Exercise description »
Copy the records word for word, starting at the line that contains "Confirm that each instance of the golf ball dimple" and ending with the last line of the records.

-- start of Data --

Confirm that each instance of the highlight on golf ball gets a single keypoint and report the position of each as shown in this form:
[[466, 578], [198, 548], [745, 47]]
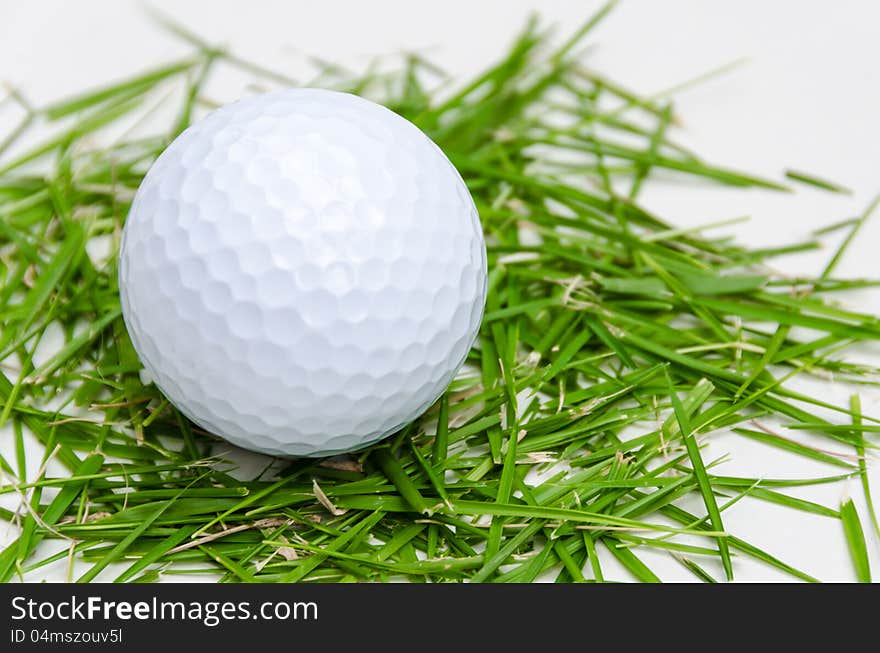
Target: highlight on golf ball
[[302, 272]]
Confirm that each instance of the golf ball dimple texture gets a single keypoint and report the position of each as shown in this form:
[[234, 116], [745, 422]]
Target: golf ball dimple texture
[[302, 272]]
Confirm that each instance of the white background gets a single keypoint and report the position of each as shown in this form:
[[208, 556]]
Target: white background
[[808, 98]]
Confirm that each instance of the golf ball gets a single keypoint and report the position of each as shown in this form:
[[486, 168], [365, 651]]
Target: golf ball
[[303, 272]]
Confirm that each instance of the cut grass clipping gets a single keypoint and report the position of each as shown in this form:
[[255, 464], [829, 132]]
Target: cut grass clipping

-- end of Data --

Task solution »
Confirm that each instance of the golf ball dimple texture gets a single keypoint and report the position of each as shown in this form:
[[234, 116], [745, 422]]
Target: golf ball dimple texture
[[302, 272]]
Confirm that each instance of the white background gets a single keypoint and report the position of each as shown in this form:
[[208, 556]]
Target: white background
[[808, 98]]
Confirm that each instance of the golf ball gets a single keypoint and report the position of each as shown in this form:
[[486, 168], [365, 651]]
Target: golf ball
[[303, 272]]
Confirm that each instance of the cut grass clipping gets a single keypoint and report the position of each as shown in this form:
[[255, 464], [829, 132]]
Target: cut grass clipping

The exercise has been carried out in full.